— Brief —
Add 31 to both values of every pixel coordinate pair in the items below. Reproduce all lines, requests included, and leave everything else unchanged.

-=-=-

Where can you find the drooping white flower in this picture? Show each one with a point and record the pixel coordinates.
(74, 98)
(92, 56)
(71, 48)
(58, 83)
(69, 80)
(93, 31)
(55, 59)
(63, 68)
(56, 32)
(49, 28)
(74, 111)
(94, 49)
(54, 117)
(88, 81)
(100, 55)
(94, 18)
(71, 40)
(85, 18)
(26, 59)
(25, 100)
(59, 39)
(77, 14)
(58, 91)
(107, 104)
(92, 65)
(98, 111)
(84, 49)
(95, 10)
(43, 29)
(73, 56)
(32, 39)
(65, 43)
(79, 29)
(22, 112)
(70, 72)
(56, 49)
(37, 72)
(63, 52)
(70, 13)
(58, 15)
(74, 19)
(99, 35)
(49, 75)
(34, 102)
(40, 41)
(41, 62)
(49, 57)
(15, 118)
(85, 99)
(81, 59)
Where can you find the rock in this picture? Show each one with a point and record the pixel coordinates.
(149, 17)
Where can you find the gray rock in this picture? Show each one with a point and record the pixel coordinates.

-=-=-

— Answer to the task —
Where can you find the drooping white flower in this picture? Show each one with a point and record the pixel coordinates.
(105, 129)
(123, 87)
(102, 79)
(89, 114)
(100, 111)
(124, 62)
(86, 90)
(94, 99)
(87, 63)
(80, 59)
(105, 142)
(125, 80)
(85, 148)
(119, 112)
(131, 86)
(125, 49)
(102, 71)
(116, 49)
(57, 90)
(56, 131)
(90, 70)
(108, 45)
(89, 122)
(138, 135)
(123, 96)
(129, 142)
(115, 80)
(126, 41)
(74, 60)
(104, 87)
(63, 70)
(96, 74)
(110, 60)
(53, 143)
(101, 103)
(87, 80)
(68, 103)
(94, 83)
(101, 44)
(89, 46)
(105, 50)
(130, 66)
(80, 106)
(65, 133)
(71, 72)
(72, 93)
(80, 88)
(46, 149)
(116, 130)
(112, 90)
Where can you find the rock in this picture? Show each one with a point and record the pixel coordinates.
(180, 48)
Where can you find the gray rock in this picture? Show each one with a point and record the pixel coordinates.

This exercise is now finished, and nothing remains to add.